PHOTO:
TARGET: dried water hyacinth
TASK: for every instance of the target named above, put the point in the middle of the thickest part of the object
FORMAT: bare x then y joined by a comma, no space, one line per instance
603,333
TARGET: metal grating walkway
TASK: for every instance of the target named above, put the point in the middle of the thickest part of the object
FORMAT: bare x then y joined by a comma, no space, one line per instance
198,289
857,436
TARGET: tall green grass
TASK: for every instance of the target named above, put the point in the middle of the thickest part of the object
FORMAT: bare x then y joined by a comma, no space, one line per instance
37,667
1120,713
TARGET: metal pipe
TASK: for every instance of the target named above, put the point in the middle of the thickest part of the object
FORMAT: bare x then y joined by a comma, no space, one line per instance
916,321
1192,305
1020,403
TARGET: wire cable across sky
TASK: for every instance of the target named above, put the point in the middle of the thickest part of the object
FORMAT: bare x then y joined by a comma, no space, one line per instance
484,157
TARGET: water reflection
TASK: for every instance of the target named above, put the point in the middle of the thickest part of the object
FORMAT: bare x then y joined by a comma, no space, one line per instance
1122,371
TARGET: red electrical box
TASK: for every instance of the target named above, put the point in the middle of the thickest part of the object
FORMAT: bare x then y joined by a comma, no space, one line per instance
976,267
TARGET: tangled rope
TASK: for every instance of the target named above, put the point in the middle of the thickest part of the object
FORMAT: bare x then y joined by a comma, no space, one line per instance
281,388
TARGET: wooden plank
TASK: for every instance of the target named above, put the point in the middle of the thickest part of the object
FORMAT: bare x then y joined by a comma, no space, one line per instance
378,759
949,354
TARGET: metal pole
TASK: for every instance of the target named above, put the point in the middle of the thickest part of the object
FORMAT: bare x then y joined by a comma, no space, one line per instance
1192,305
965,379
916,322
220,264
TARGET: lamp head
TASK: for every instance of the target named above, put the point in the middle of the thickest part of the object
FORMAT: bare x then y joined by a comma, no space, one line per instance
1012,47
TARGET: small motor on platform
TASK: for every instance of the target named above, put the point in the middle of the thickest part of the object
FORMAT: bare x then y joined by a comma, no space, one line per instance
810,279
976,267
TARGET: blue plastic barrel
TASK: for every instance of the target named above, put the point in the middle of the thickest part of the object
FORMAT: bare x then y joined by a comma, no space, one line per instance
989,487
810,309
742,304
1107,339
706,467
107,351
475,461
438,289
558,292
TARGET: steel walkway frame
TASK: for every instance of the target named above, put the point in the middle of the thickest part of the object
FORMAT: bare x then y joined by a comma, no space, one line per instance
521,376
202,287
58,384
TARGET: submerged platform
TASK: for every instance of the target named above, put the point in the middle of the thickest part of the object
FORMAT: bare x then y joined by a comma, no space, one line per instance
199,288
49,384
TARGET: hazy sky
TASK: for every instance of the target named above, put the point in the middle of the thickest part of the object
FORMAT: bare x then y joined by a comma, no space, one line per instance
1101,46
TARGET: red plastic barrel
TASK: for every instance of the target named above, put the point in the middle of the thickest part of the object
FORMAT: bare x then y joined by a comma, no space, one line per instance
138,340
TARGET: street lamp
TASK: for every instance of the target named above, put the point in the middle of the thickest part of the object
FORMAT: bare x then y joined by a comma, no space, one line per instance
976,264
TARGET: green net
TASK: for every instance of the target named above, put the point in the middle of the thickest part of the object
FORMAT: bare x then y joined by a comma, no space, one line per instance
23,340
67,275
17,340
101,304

************

▶ **Given task**
Rescale the data from the line with "TARGET: hazy sky" through the end of the data, both ends included. Write out all of these lines again, requests included, with every coordinate in the answers multiplied by 1.8 and rounded to a whole number (halves round up), and give only these lines.

▶ **Response to the exercise**
TARGET: hazy sky
TASK: for every instance of the target named above, put the point in the middle of the thickest part of the object
FORMAT: bare x then y joined by a comma, no space, one line per instance
1982,83
TARGET: red plastic barrel
TASK: for every instance of the target named above, put the point in the middle of the thickest part of the object
FORMAT: bare x then y joined by a comma, no space, one line per instance
248,612
TARGET: street lamp
TASK: for every instance of the target named above, put the point in the middle of the thickest part of the object
FORMAT: bare x then y joined by a comma, no space, one line per instance
1757,475
TARGET: green net
TASK: for every instance of the target named above, put the point in the middle of the thickest part of the object
FORMAT: bare x then y joined by a comma, no space, one line per instance
41,612
121,495
31,612
182,547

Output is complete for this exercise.